- _Selected passage_:
— START —
Frequently Asked Questions
Isn’t this just a Greenland thing? Our destination is completely different.
Greenland is a clear example, but the pattern appears in many places. Visitors arrive carrying expectations from somewhere else about what is normal and how a place works.
In a wine region, it may show up when travelers wander into working vineyards. In a fishing harbor, it appears when tourists walk onto active docks. In a desert park, it happens when visitors underestimate heat and distance.
The landscape changes. The moment when expectations meet reality does not.
We already explain the rules through signs, websites, and visitor centers. Why would more explanation make a difference?
Many destinations do provide plenty of information. The issue is often timing.
Rules land differently when people understand what those rules protect. When visitors first hear how a place functions. How land is used, how wildlife behaves, and how people live there. The rules that follow tend to make more sense.
That does not solve every problem. But it reduces the number of conflicts that start with simple confusion.
Most of our visitors are only here for a few hours or a weekend. Are they really going to read orientation materials?
Short visits do make this harder. Many travelers move quickly through a destination and absorb only bits and pieces of information.
Some places are experimenting with quick orientation moments: a short explanation from a guide, a story shared at a trailhead, a simple introduction at a harbor, ferry dock, or visitor center. Even a few minutes of context can change how people interpret what they see.
Understanding does not always require a long briefing. Sometimes it begins with a single clear explanation.
Isn’t the real issue too many visitors, not misunderstanding?
In some destinations, that is absolutely true. Large numbers of visitors can change the pace of daily life even when people behave respectfully.
Preparation cannot solve structural issues like crowding or infrastructure limits. But it can reduce the number of moments where confusion turns into unnecessary conflict between visitors and residents.
— END —
- _Short problem 1_:
Can you reproduce the rows with "endpoint" swapped for "route" and everything else left as it is, omitting the pictures?
The FAQ and the rows after it are separate, unrelated material.

- _Stored data_:
— START —
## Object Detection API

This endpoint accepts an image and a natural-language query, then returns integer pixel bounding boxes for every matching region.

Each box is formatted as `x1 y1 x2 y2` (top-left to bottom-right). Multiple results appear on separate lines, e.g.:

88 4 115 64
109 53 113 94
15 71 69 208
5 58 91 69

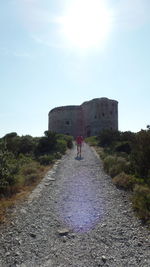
— END —
- _Short problem 2_:
According to the FAQ, what is often the issue at destinations that already provide plenty of information?

- _Full response 1_:
## Object Detection API

This route accepts an image and a natural-language query, then returns integer pixel bounding boxes for every matching region.

Each box is formatted as `x1 y1 x2 y2` (top-left to bottom-right). Multiple results appear on separate lines, e.g.:

88 4 115 64
109 53 113 94
15 71 69 208
5 58 91 69

- _Full response 2_:
Timing.